◆ **GIVEN REQUEST**:
Reproduce the rows below with every "Point out" swapped for "Locate", leaving everything else unchanged. Omit the pictures from the answer.

◆ **THE DATA**:
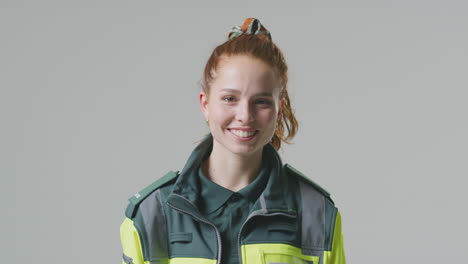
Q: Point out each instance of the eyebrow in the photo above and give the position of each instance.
(237, 91)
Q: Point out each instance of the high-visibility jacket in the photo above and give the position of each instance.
(293, 221)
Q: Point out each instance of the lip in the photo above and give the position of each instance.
(244, 138)
(243, 129)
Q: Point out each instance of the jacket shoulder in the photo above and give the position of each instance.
(291, 170)
(138, 197)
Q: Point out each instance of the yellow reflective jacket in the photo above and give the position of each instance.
(293, 221)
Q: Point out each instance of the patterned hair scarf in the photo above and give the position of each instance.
(251, 26)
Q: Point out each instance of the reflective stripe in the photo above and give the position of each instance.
(130, 240)
(262, 201)
(336, 255)
(127, 259)
(192, 261)
(264, 253)
(154, 221)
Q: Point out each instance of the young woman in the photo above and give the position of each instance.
(234, 200)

◆ **EXPECTED ANSWER**:
Q: Locate each instance of the eyebrow in the photo above and give the position of each instance.
(237, 91)
Q: Locate each instance of the high-visibility jacket in the photo above and give the position of each instance.
(293, 221)
Q: Locate each instance of the lip in the photo above and give the position of each instance.
(244, 138)
(243, 129)
Q: Locate each instance of the jacket shoulder in the photo above and give the position of each instance.
(291, 170)
(138, 197)
Q: Locate each instance of the yellow reflective jacket in the photo above and give the position of each instance.
(293, 221)
Q: Locate each instance of the patterned hair scarf in the photo above and give the position of each instance.
(251, 26)
Q: Locate each instance of the reflective stripe in the photo above and give the position of each instance.
(130, 240)
(262, 201)
(336, 255)
(127, 259)
(192, 261)
(264, 253)
(154, 221)
Q: Locate each instance of the young woman in the photo above and give the position of each instance.
(234, 200)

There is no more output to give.